Extracted records:
* * * * *
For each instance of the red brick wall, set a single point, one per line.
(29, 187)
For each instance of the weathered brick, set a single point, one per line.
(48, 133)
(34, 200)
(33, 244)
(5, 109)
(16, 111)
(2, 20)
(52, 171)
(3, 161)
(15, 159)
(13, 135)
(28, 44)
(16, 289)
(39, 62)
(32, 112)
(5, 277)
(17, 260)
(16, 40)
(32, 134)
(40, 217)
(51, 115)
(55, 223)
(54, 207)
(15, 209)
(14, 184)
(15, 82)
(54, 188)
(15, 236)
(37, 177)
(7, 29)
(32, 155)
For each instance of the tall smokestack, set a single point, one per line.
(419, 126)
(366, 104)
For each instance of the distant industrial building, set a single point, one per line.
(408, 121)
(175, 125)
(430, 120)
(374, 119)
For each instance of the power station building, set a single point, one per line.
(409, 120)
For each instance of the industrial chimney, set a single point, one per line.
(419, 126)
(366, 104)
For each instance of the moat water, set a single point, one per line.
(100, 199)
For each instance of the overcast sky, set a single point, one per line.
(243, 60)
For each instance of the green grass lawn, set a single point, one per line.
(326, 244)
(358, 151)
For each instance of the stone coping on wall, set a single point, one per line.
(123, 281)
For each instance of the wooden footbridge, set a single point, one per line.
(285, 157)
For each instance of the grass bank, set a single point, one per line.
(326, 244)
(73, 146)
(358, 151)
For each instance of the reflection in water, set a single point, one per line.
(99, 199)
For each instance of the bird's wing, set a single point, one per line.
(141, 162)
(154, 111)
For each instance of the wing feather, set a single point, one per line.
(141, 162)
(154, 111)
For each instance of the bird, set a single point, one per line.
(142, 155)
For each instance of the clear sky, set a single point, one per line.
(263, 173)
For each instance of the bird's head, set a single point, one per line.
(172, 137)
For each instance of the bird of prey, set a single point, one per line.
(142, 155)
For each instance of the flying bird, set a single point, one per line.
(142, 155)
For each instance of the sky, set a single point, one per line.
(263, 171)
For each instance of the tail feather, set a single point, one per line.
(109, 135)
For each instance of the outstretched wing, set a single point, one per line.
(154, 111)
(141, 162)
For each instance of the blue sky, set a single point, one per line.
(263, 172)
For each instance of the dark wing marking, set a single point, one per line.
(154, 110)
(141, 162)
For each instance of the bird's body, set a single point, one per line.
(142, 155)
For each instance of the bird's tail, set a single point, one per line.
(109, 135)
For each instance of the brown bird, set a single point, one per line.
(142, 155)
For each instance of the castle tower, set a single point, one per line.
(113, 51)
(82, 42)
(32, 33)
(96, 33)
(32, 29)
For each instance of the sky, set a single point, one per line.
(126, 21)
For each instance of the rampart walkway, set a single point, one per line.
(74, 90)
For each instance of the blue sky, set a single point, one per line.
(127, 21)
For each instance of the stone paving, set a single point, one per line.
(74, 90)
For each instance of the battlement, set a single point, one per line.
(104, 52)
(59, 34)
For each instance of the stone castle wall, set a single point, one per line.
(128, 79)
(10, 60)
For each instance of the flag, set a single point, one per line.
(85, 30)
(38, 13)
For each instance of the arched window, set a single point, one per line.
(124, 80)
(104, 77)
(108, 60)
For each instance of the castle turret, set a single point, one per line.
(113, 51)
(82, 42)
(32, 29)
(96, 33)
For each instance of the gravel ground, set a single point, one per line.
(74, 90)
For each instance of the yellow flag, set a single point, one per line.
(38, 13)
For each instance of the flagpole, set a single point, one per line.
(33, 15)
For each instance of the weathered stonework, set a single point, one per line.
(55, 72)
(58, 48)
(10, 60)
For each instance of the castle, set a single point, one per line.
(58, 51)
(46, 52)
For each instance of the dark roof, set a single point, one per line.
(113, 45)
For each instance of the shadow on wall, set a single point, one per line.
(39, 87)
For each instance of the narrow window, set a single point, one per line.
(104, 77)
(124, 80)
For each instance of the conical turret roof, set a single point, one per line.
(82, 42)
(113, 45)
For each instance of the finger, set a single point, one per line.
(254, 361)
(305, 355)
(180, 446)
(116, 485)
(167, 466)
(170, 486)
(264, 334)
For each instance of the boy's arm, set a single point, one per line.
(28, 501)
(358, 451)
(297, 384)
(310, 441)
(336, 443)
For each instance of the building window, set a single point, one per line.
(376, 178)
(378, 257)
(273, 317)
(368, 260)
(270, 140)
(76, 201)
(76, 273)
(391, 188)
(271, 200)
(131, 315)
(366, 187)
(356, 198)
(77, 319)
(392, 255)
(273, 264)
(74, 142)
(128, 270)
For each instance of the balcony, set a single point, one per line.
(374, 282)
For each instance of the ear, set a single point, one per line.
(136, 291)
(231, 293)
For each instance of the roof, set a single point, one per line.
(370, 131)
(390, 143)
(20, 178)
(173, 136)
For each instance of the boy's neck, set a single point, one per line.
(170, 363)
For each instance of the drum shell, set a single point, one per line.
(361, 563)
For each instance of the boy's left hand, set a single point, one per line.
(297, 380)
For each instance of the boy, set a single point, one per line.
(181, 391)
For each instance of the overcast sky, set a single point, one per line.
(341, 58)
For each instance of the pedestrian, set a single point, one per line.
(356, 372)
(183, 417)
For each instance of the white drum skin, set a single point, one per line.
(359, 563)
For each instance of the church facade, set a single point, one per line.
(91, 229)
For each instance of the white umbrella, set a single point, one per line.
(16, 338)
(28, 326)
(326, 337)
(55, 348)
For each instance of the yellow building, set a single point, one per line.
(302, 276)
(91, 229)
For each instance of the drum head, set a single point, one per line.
* * * * *
Problem to work on:
Return all of the data word for word.

Answer for the task:
For each instance of the red brick wall, set a single point, one per line.
(29, 187)
For each instance of the weathered brick, set a single point, one per line.
(48, 133)
(34, 200)
(33, 244)
(5, 109)
(16, 111)
(2, 20)
(52, 171)
(3, 161)
(15, 159)
(13, 135)
(28, 44)
(16, 289)
(39, 62)
(32, 112)
(5, 277)
(17, 260)
(16, 40)
(32, 134)
(40, 217)
(51, 115)
(55, 223)
(54, 207)
(15, 209)
(14, 184)
(15, 82)
(54, 188)
(15, 236)
(37, 177)
(7, 29)
(32, 155)
For each instance of the tall smokestack, set a single point, one per line.
(419, 126)
(366, 104)
For each instance of the distant industrial building, set a single point, one per line.
(408, 121)
(175, 125)
(430, 120)
(374, 119)
For each instance of the power station building, set a single point, one per line.
(409, 120)
For each instance of the industrial chimney, set a single point, one per line.
(419, 126)
(366, 104)
For each instance of the moat water, set a single point, one per line.
(100, 199)
For each instance of the overcast sky, set a single point, one per line.
(243, 60)
For each instance of the green grass lawn, set a single point, one per line.
(326, 244)
(358, 151)
For each instance of the stone coping on wall, set a single point, one per line.
(123, 281)
For each instance of the wooden footbridge, set a single point, one per line.
(285, 157)
For each instance of the grass bank, set a single point, one per line.
(326, 244)
(73, 146)
(358, 151)
For each instance of the reflection in water, set a single point, one per line.
(99, 199)
For each instance of the bird's wing, set a single point, one per line.
(141, 162)
(154, 111)
For each instance of the wing feather, set a single point, one per line.
(141, 162)
(154, 111)
For each instance of the bird, set a single point, one per line.
(142, 155)
For each instance of the clear sky, set a single point, one per line.
(263, 173)
For each instance of the bird's head, set a single point, one per line.
(172, 137)
For each instance of the bird of prey, set a single point, one per line.
(142, 155)
For each instance of the flying bird, set a single point, one per line.
(142, 155)
For each instance of the sky, set a single point, one per line.
(263, 171)
For each instance of the tail feather, set a single point, one per line.
(109, 135)
For each instance of the outstretched wing, set a single point, one per line.
(154, 111)
(141, 162)
For each instance of the blue sky, set a single point, one per line.
(263, 172)
For each instance of the dark wing marking, set a single point, one per line.
(154, 110)
(141, 162)
For each instance of the bird's body, set a single point, one per line.
(142, 155)
For each instance of the bird's tail, set a single point, one per line.
(109, 135)
For each instance of the brown bird, set a single point, one per line.
(142, 155)
For each instance of the castle tower, set a single point, one per line.
(113, 51)
(82, 42)
(32, 33)
(96, 33)
(32, 29)
For each instance of the sky, set a single point, one per line.
(126, 21)
For each instance of the rampart walkway, set a single point, one per line.
(74, 90)
For each instance of the blue sky, set a single point, one per line.
(127, 21)
For each instance of the stone paving, set a single point, one per line.
(74, 90)
For each instance of the battlement, set a single point, one per line.
(104, 52)
(59, 34)
For each instance of the stone castle wall, set a single point, one per line.
(128, 79)
(10, 60)
For each instance of the flag, set a single point, one per line.
(85, 30)
(38, 13)
For each instance of the arched window, set a single point, one per line.
(124, 80)
(104, 77)
(108, 60)
For each instance of the castle turret, set a single point, one per line.
(113, 51)
(82, 42)
(32, 29)
(96, 33)
For each instance of the gravel ground, set a single point, one per line.
(74, 90)
For each instance of the yellow flag, set a single point, one per line.
(38, 13)
For each instance of the flagpole, set a single point, one per line.
(33, 15)
For each instance of the weathered stonework, set a single point, one per line.
(55, 72)
(58, 48)
(10, 60)
For each instance of the castle, set a single point, one per line.
(58, 51)
(46, 52)
For each instance of the dark roof, set a single point, one per line.
(113, 45)
For each instance of the shadow on wall, set a single point, one per line.
(39, 87)
For each instance of the narrow window, set a single point, one per line.
(104, 77)
(124, 80)
For each instance of the conical turret roof, set a single point, one per line.
(82, 42)
(113, 45)
For each instance of the finger, set a single point, one per line.
(254, 361)
(305, 355)
(180, 446)
(116, 485)
(167, 466)
(170, 486)
(264, 334)
For each instance of the boy's arm, set a single point, one per line.
(28, 501)
(358, 451)
(297, 384)
(310, 441)
(336, 443)
For each instance of the building window, set a single point, one per line.
(376, 178)
(378, 257)
(273, 317)
(368, 260)
(270, 140)
(76, 201)
(76, 273)
(391, 188)
(271, 200)
(131, 315)
(366, 187)
(356, 198)
(77, 319)
(392, 255)
(273, 264)
(74, 142)
(128, 270)
For each instance of the balcony, set a single point, one per line.
(374, 282)
For each instance of the ear, set a single point, one per line.
(136, 291)
(231, 293)
For each instance of the roof, set a single point, one per line.
(370, 131)
(390, 143)
(20, 178)
(173, 136)
For each instance of the boy's neck, set a single point, one per line.
(170, 363)
For each instance of the drum shell, set a single point, one per line.
(361, 563)
For each instance of the boy's left hand, set a single point, one per line.
(297, 380)
For each instance of the boy, set a single point, one per line.
(181, 391)
For each instance of the overcast sky, set a single point, one per line.
(341, 58)
For each instance of the pedestrian, set a single point, one per line.
(356, 372)
(183, 417)
For each instance of the white drum skin, set a single point, one per line.
(359, 563)
For each instance of the church facade, set a single point, one per line.
(91, 229)
For each instance of the white umbrella, set a single point, one per line.
(16, 338)
(28, 326)
(326, 337)
(55, 348)
For each instance of the yellow building, set a single point, one per line.
(302, 276)
(91, 229)
For each instance of the drum head, set a single point, one per line.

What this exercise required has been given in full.